| YOUR TASK |
Write every line out verbatim and omit the pictures.

| AVAILABLE DATA |
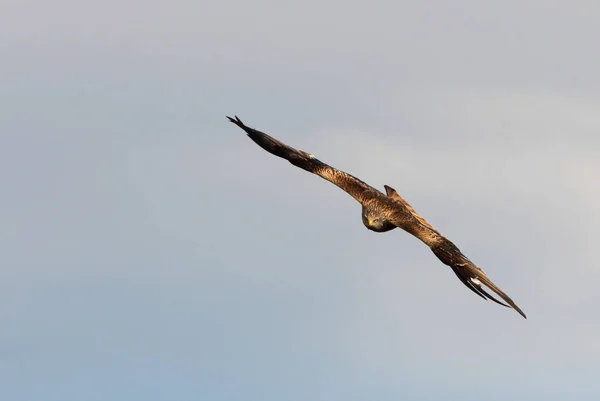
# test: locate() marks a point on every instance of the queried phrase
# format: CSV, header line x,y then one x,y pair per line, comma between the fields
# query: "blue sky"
x,y
151,251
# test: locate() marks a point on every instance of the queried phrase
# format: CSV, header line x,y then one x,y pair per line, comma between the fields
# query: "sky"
x,y
151,251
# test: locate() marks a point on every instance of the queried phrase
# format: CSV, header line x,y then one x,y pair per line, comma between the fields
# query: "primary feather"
x,y
383,212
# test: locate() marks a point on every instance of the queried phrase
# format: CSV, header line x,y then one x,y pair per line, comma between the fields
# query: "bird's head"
x,y
375,221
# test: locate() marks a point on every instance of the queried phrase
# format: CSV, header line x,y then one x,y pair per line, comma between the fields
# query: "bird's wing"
x,y
358,189
468,273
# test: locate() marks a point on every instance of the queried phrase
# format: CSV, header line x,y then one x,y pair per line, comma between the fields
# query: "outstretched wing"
x,y
468,273
352,185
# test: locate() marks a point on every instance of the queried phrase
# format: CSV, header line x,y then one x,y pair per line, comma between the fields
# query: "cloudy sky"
x,y
150,251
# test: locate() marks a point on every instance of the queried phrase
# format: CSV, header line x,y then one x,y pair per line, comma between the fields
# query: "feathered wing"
x,y
358,189
468,273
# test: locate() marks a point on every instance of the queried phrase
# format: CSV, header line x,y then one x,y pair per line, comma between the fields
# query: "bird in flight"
x,y
384,212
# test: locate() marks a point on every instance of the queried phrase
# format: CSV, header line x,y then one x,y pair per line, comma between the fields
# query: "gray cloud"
x,y
151,250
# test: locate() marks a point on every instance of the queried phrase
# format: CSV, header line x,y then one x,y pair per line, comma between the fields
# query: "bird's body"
x,y
382,212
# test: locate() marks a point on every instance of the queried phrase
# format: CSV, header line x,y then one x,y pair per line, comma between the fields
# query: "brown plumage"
x,y
384,212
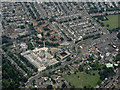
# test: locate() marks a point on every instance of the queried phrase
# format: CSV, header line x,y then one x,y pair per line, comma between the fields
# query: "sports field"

| EXERCISE RESULT |
# test: locate() marks a point on every instance of the queried phrase
# format: CSV, header line x,y then one x,y pair per line, comma between the fields
# query: "blue sky"
x,y
151,251
# test: locate() marks a point on every instance of the queried phrase
# format: CSV, header line x,y then one x,y pair per line, comma between the fields
# query: "sky"
x,y
151,251
# test: locate() marks a point on every instance of the queried phrase
# format: CSV, header line x,y then one x,y pair per line, comma between the fields
# query: "primary feather"
x,y
383,212
# test: locate() marks a point on every instance of the queried phrase
# format: CSV, header line x,y then one x,y pair per line, comma between the fields
# query: "bird's head"
x,y
375,221
# test: locate() marks a point on every instance of the queried phrase
# format: CSV, header line x,y then one x,y pair per line, comma between the fields
# query: "bird's wing"
x,y
358,189
468,273
# test: locate() marks a point on every instance of the queried phrase
# format: CSV, header line x,y then one x,y pair per line, comma between the fields
# query: "outstretched wing"
x,y
468,273
352,185
# test: locate() marks a point on every instance of the queried phrase
# format: CSV, header line x,y then one x,y pair per line, comma between the fields
# query: "cloudy sky"
x,y
150,251
# test: locate() marks a point on every instance of the queried phrase
# format: CSV, header line x,y then one x,y pair per line, comma between the fields
# query: "feathered wing"
x,y
358,189
468,273
# test: locate() marks a point on every instance of the queried phrase
# format: CSV, header line x,y then one x,y pair per line, comma between the fields
# query: "bird in flight"
x,y
384,212
# test: locate() marks a point on every instance of the queried phrase
# format: CSV, header line x,y then one x,y pair per line, comma between the fields
# query: "gray cloud"
x,y
151,250
# test: locate() marks a point on every instance of the queried phrase
# format: CSV, header line x,y then one x,y pair per line, comma between the fields
# query: "bird's body"
x,y
382,212
# test: locate() marks a point on every instance of the queried phrase
# format: CSV, header line x,y then one x,y pair per line, comma between the fields
# query: "brown plumage"
x,y
384,212
# test: locate() marks a point on every instance of the queried phrase
# format: CSV, header line x,y then one x,y pair per line, comma between the fields
# query: "sports field"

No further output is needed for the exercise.